Directions:
In the lines below, the string "face" may appear; say how many lines hold it and give nothing more.

=== Extracted material ===

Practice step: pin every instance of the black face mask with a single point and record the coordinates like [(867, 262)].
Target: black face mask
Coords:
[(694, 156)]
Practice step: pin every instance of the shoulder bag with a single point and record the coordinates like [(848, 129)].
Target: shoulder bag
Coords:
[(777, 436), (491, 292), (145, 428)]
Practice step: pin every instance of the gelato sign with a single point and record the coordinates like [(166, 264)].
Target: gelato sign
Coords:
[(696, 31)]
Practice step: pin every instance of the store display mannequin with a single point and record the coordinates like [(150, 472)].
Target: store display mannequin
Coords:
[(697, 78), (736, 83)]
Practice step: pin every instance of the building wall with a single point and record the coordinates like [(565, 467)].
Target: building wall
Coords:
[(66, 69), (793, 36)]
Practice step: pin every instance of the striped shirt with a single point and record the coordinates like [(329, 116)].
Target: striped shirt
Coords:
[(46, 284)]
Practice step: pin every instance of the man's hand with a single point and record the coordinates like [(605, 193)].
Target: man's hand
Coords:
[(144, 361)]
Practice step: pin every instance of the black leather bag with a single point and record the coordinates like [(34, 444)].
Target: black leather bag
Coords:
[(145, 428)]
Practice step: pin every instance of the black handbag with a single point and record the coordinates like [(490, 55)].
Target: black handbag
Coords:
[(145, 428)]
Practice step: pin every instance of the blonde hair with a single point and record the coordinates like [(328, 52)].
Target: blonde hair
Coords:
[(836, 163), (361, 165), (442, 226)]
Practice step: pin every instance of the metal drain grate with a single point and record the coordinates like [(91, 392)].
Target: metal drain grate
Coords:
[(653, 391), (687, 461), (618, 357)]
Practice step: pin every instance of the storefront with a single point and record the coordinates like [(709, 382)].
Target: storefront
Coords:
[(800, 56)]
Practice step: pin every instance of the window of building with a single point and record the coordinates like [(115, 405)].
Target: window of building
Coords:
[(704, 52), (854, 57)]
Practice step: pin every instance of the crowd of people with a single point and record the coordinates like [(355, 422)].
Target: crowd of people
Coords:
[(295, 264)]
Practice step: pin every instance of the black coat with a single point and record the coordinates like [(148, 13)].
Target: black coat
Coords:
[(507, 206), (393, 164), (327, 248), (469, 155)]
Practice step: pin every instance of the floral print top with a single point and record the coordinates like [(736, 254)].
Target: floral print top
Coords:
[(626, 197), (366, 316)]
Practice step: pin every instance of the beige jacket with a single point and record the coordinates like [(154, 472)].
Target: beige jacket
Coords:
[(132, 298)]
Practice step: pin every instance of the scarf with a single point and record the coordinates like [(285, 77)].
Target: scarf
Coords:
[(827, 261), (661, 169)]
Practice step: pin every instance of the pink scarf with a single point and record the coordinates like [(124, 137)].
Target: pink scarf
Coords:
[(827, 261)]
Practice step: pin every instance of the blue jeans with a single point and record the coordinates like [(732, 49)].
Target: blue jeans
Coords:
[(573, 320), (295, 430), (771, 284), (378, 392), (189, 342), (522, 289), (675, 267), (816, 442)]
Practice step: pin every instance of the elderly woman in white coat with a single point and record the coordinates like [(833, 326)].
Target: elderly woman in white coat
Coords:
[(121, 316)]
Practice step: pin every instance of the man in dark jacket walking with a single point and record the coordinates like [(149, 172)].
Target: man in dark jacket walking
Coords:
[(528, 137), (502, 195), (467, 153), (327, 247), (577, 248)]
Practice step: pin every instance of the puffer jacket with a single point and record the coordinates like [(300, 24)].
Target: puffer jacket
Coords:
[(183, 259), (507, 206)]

===

Solution for this task:
2